# [PROVIDED TEXT]
BEGIN

Intelligent automation enables a number of routine tasks to be performed by machine learning or artificial intelligence. It’s easy to become caught up in the new freedom such technology provides. But where is the line that separates activity that machines can properly do and that which we should reserve to human beings?
Automation can be understood as moving to using machines or computers to do a job instead of using people.
There is significant progress taking place in machine learning, natural language processing and robotics. More and more activities within the workplace are being automated. Repetitive, large-volume activities are often most suitable for process improvement. These activities tend to be the least interesting for people to do. Although they can help to build experience in an area the repetitive nature of these sorts of tasks can become frustrating for those undertaking them. Motivation decreases and engagement wanes – but a machine does not.

END

Dataset items

BEGIN

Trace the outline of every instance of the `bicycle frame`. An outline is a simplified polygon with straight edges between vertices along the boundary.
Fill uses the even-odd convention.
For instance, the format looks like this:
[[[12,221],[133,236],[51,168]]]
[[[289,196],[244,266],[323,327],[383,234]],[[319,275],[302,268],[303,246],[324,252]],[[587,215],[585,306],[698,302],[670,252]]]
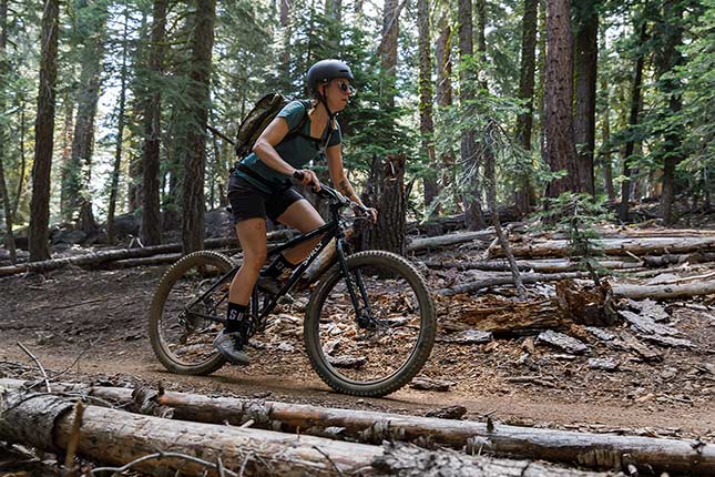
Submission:
[[[251,294],[251,304],[252,304],[252,309],[253,309],[253,318],[256,321],[256,323],[264,323],[267,318],[267,316],[274,311],[276,305],[278,304],[278,301],[287,294],[293,286],[300,280],[300,276],[305,273],[306,270],[315,262],[315,260],[318,257],[320,252],[323,252],[330,241],[335,238],[336,241],[336,255],[337,255],[337,261],[340,266],[340,270],[343,272],[343,275],[346,280],[347,288],[350,294],[350,300],[353,302],[353,305],[355,306],[356,309],[356,316],[360,316],[359,311],[360,311],[360,304],[359,300],[355,293],[355,288],[353,286],[353,281],[350,280],[350,275],[348,273],[348,267],[347,267],[347,262],[346,262],[346,253],[345,253],[345,231],[343,230],[343,224],[341,224],[341,217],[339,213],[340,204],[333,203],[330,204],[330,215],[333,216],[330,222],[328,222],[325,225],[319,226],[318,229],[315,229],[306,234],[298,235],[295,238],[292,238],[290,241],[277,245],[275,247],[272,247],[267,252],[267,261],[270,258],[275,257],[277,254],[285,250],[289,250],[295,247],[296,245],[299,245],[304,242],[307,242],[311,238],[315,238],[316,236],[323,235],[318,244],[310,251],[308,256],[296,267],[294,268],[293,273],[290,274],[290,277],[286,281],[286,283],[282,286],[280,291],[270,297],[270,300],[264,304],[263,309],[258,309],[259,303],[258,303],[258,293],[257,293],[257,287],[254,286],[253,293]],[[241,265],[236,265],[233,268],[231,268],[228,272],[226,272],[221,278],[216,281],[216,283],[211,286],[206,292],[204,292],[201,296],[192,301],[190,304],[186,305],[186,309],[191,309],[195,304],[204,301],[208,295],[213,294],[214,291],[218,286],[221,286],[223,283],[225,283],[227,280],[232,278],[241,268]],[[369,311],[369,304],[367,301],[367,292],[365,291],[365,287],[361,283],[361,280],[359,276],[356,276],[357,278],[357,285],[360,288],[360,294],[364,298],[364,302],[366,304],[366,309]],[[222,298],[226,300],[226,297]],[[221,302],[219,302],[221,303]],[[212,322],[217,322],[217,323],[225,323],[226,318],[219,317],[219,316],[210,316],[210,315],[204,315],[204,314],[197,314],[201,315],[205,319],[210,319]]]

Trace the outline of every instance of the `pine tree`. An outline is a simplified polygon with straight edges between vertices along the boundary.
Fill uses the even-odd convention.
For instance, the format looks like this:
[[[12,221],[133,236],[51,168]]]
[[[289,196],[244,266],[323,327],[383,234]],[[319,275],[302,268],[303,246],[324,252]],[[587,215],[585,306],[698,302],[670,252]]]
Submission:
[[[32,165],[32,203],[30,205],[30,261],[50,258],[50,169],[54,144],[54,101],[59,37],[59,0],[45,0],[42,13],[42,45],[38,115],[34,122],[34,163]]]

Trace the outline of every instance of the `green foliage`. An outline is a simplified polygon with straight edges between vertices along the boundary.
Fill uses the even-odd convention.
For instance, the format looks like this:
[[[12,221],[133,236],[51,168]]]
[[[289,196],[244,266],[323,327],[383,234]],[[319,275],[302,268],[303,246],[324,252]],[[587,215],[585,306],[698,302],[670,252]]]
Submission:
[[[579,266],[591,274],[599,284],[599,273],[604,274],[597,262],[603,251],[597,241],[601,234],[595,226],[613,220],[605,206],[606,197],[566,192],[555,199],[543,197],[542,210],[534,214],[545,230],[564,234],[569,240],[569,256],[578,257]]]

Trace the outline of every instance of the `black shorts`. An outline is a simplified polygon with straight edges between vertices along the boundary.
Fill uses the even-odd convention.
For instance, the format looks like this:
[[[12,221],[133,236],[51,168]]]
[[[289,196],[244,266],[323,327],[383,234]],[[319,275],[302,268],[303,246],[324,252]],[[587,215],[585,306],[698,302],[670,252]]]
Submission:
[[[234,223],[254,217],[268,217],[275,222],[286,209],[302,199],[303,195],[290,186],[267,193],[236,174],[231,174],[228,179],[228,202]]]

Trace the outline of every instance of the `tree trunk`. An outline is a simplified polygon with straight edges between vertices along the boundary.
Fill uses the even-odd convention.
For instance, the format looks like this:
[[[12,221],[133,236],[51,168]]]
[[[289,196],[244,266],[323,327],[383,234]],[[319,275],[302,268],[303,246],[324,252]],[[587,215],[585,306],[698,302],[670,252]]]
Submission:
[[[268,242],[275,240],[283,240],[292,237],[293,232],[288,230],[268,232]],[[237,246],[238,243],[235,237],[227,238],[207,238],[204,243],[206,248],[218,248],[226,246]],[[50,272],[53,270],[62,268],[67,265],[96,267],[105,263],[114,262],[118,260],[140,258],[146,256],[154,256],[165,253],[176,253],[182,250],[182,245],[177,243],[165,245],[153,245],[140,248],[124,248],[124,250],[109,250],[89,253],[86,255],[70,256],[63,258],[48,260],[44,262],[21,263],[12,266],[0,266],[0,276],[10,276],[18,273],[25,272]]]
[[[167,0],[155,0],[152,14],[152,43],[149,53],[149,72],[161,77],[164,57]],[[144,102],[144,146],[142,150],[142,224],[140,237],[144,245],[162,243],[160,211],[160,148],[161,148],[161,87],[150,83]]]
[[[432,118],[432,57],[430,52],[431,29],[429,22],[429,0],[417,2],[418,43],[419,43],[419,112],[422,153],[427,158],[425,182],[425,207],[433,211],[432,201],[439,195],[437,186],[437,156],[435,154],[435,121]]]
[[[7,55],[8,44],[8,0],[0,0],[0,78],[7,78],[9,74]],[[6,111],[8,105],[7,91],[0,91],[0,111]],[[12,234],[12,202],[8,183],[4,176],[4,156],[6,144],[10,134],[8,134],[4,123],[0,123],[0,195],[4,209],[6,236],[4,245],[10,253],[10,261],[14,263],[17,253],[14,250],[14,235]]]
[[[631,87],[631,112],[629,114],[629,129],[633,129],[639,123],[639,111],[641,109],[641,85],[643,83],[643,62],[645,54],[642,51],[645,41],[647,40],[647,22],[645,18],[641,19],[641,24],[639,28],[639,42],[637,42],[637,57],[635,61],[635,72],[633,74],[633,85]],[[626,177],[625,181],[621,183],[621,206],[619,209],[619,219],[621,222],[629,221],[629,203],[631,202],[631,164],[630,160],[633,155],[633,149],[635,146],[635,139],[631,133],[629,140],[625,142],[625,150],[623,152],[623,176]]]
[[[385,71],[381,99],[386,106],[395,108],[395,80],[397,75],[397,40],[399,34],[399,17],[404,7],[399,0],[385,0],[382,8],[382,39],[378,47],[380,65]]]
[[[605,47],[605,41],[603,42]],[[604,48],[605,49],[605,48]],[[601,140],[605,148],[610,148],[611,143],[611,91],[609,90],[609,79],[603,75],[601,80],[601,90],[605,95],[605,104],[602,111],[602,131]],[[611,161],[611,151],[601,152],[601,168],[603,168],[603,183],[605,186],[605,193],[609,196],[610,201],[615,200],[615,190],[613,189],[613,164]]]
[[[72,135],[72,153],[69,169],[68,200],[70,210],[78,213],[82,230],[93,234],[99,230],[92,213],[92,195],[90,181],[92,176],[92,156],[94,154],[94,119],[100,98],[102,74],[102,57],[104,53],[104,26],[106,12],[98,7],[83,4],[79,21],[81,38],[81,73],[76,91],[76,121]],[[91,19],[90,19],[91,17]]]
[[[683,55],[678,48],[683,45],[683,11],[685,4],[681,0],[666,0],[663,2],[662,20],[658,24],[657,38],[663,48],[656,51],[656,70],[658,74],[658,89],[668,100],[671,115],[677,115],[683,108],[683,99],[680,93],[681,80],[677,77],[663,78],[677,65],[683,63]],[[673,224],[673,203],[675,202],[675,168],[683,161],[682,151],[683,132],[672,130],[664,134],[663,143],[663,195],[661,196],[661,214],[666,224]]]
[[[215,0],[196,0],[196,19],[192,39],[190,99],[193,116],[186,135],[186,159],[182,187],[182,242],[184,253],[201,250],[204,244],[204,175],[206,164],[206,123],[211,103],[211,53],[214,44]]]
[[[599,62],[597,2],[579,1],[574,3],[574,8],[576,10],[576,32],[574,39],[575,115],[573,133],[578,146],[576,168],[580,172],[579,182],[583,190],[594,195],[595,84]]]
[[[372,158],[368,186],[362,195],[362,202],[378,210],[377,224],[364,223],[360,233],[361,250],[387,250],[400,255],[406,254],[407,233],[406,213],[407,196],[405,194],[404,154],[389,155],[379,160]]]
[[[34,121],[34,162],[32,164],[32,201],[30,204],[30,261],[50,257],[48,246],[50,221],[50,170],[54,143],[54,98],[59,33],[59,0],[45,0],[40,37],[40,89]]]
[[[68,88],[64,92],[64,123],[62,125],[62,155],[60,159],[60,213],[64,221],[72,219],[70,204],[70,170],[72,161],[72,131],[74,131],[74,97]]]
[[[18,153],[20,155],[20,174],[18,177],[18,191],[14,194],[14,202],[12,206],[12,216],[18,216],[18,207],[20,207],[20,201],[22,199],[22,189],[24,186],[24,174],[27,170],[27,163],[24,160],[24,98],[20,98],[20,144],[18,145]]]
[[[452,30],[449,24],[449,13],[442,12],[439,19],[439,37],[435,43],[435,60],[437,62],[437,105],[448,108],[452,105]],[[451,152],[442,153],[439,164],[442,172],[439,183],[443,186],[454,182],[454,156]],[[435,204],[435,214],[441,212],[439,204]]]
[[[459,60],[462,64],[459,70],[459,101],[461,102],[461,108],[466,111],[467,103],[474,98],[472,85],[468,85],[467,83],[476,81],[473,72],[464,68],[474,53],[472,2],[471,0],[458,0],[457,8],[459,17]],[[480,230],[484,227],[479,185],[479,169],[481,164],[478,162],[479,154],[474,141],[474,131],[471,129],[464,130],[461,133],[460,155],[466,184],[463,196],[464,225],[469,230]]]
[[[110,187],[110,205],[106,213],[106,243],[114,243],[114,213],[116,211],[116,195],[119,192],[119,176],[122,166],[122,142],[124,141],[124,108],[126,103],[126,57],[129,53],[129,10],[124,11],[124,35],[122,38],[122,67],[120,70],[120,99],[116,119],[116,143],[114,148],[114,168],[112,170],[112,184]]]
[[[519,99],[525,111],[517,116],[517,142],[531,151],[531,129],[533,125],[534,70],[537,67],[537,23],[539,0],[524,0],[524,14],[521,21],[521,68],[519,74]],[[531,168],[517,179],[514,201],[522,214],[528,214],[532,206]]]
[[[547,0],[547,71],[544,94],[544,148],[542,156],[552,172],[566,175],[547,185],[547,196],[583,191],[573,142],[571,2]]]

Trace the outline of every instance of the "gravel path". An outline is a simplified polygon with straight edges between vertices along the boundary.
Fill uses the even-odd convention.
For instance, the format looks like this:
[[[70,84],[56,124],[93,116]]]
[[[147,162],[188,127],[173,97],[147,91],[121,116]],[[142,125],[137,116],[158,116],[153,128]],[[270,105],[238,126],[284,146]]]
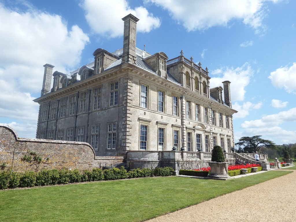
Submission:
[[[296,170],[293,171],[146,222],[295,221]]]

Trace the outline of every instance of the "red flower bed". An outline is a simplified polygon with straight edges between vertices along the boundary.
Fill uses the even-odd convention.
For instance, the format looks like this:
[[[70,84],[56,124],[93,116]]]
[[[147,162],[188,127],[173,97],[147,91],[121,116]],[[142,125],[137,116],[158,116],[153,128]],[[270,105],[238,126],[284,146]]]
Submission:
[[[228,170],[240,170],[243,168],[250,168],[252,167],[257,167],[258,166],[260,166],[260,164],[247,164],[246,165],[231,165],[228,166]],[[211,170],[211,168],[210,167],[202,167],[198,169],[195,169],[194,170],[197,171],[207,171],[208,172]]]

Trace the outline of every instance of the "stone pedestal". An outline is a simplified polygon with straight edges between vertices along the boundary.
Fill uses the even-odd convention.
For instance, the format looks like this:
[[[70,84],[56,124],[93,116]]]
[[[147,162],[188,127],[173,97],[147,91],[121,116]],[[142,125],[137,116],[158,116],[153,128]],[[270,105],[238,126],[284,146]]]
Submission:
[[[230,177],[228,176],[229,163],[209,162],[209,165],[211,167],[211,173],[208,177],[220,179],[225,179]]]
[[[262,167],[262,170],[265,171],[268,171],[270,170],[270,165],[269,163],[260,163],[260,165]]]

END

# [WORK TO COMPLETE]
A) According to the automation text, what kinds of activities are often most suitable for process improvement?
B) Pick up the automation text after its last sentence and carry it on.

# [ANSWERS TO THE TASKS]
A) Repetitive, large-volume activities.

B)
If some of these activities can be done more efficiently, effectively and consistently by a program that seems like a win / win for both organisation and employee. As we strive towards more open and streamlined operations, we can improve employee autonomy which should lead to increased engagement. Company culture also takes a positive step towards transparency and equity.
Automation has been picking up speed and changing in nature in recent decades. This is especially true of the last few years. With the advent of improved software and robotics, industries such as manufacturing have increased their automation tools. This has seen a redistribution of the workload as processes that can more easily be done automatically are de-risked.
Office roles have changed through the use of software programmes such as Excel. Relationship management systems have helped to enable complex workflows to be streamlined for efficiency and to enhance user experiences. Machinery has grown smaller and more powerful in nature: Fax Machine vs Mobile Phone anyone?
The changes gather speed and enable improvements as certain activities are completed by a machine. It means that our focus moves on to a different aspect of the work.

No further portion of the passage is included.